Catatan anotasi kotak pada gambar
════════
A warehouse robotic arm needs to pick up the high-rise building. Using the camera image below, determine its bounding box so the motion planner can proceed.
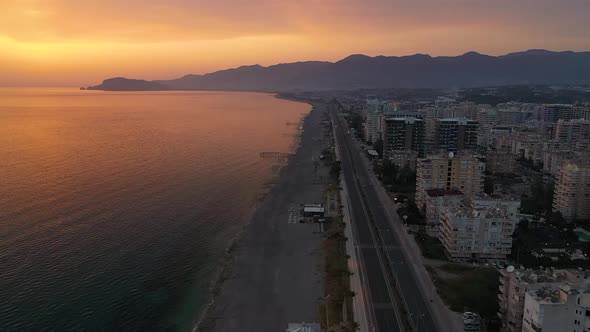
[365,98,393,143]
[522,285,590,332]
[553,162,590,221]
[543,104,584,123]
[434,118,478,152]
[439,196,520,260]
[365,112,383,143]
[383,117,424,167]
[498,266,588,332]
[416,152,485,208]
[555,119,590,144]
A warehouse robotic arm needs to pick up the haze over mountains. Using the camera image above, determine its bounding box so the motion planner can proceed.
[89,50,590,92]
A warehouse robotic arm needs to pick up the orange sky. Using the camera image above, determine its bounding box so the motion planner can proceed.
[0,0,590,86]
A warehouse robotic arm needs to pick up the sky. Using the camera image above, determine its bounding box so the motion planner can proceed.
[0,0,590,86]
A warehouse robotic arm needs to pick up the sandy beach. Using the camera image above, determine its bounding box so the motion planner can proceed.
[195,102,327,331]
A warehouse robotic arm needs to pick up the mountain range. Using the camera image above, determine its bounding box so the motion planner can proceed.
[88,50,590,92]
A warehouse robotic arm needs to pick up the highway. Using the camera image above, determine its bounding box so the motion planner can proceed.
[331,107,438,332]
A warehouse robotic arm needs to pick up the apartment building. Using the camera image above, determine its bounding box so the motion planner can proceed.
[434,118,478,152]
[498,266,588,332]
[383,117,424,169]
[439,196,520,261]
[416,152,485,208]
[555,119,590,144]
[522,285,590,332]
[553,162,590,221]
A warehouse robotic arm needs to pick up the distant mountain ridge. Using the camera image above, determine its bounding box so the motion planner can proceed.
[89,50,590,92]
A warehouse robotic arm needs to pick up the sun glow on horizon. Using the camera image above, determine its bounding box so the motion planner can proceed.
[0,0,590,86]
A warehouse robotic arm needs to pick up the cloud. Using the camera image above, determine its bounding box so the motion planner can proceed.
[0,0,590,82]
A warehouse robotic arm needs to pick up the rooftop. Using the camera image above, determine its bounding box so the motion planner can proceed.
[426,189,463,197]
════════
__TUGAS__
Temukan semua baris pada entri di atas yang memuat kata "building", lalu salin setiap baris itu.

__JAWABAN TERTULIS__
A warehouse robotic arm needs to pick up the high-rise building. Using the camera image below, determine its bounding box so the motion planner can proceed.
A warehouse robotic arm needs to pick up the apartment building. Using the camera image above, determine its bounding box so the motion planner can proceed.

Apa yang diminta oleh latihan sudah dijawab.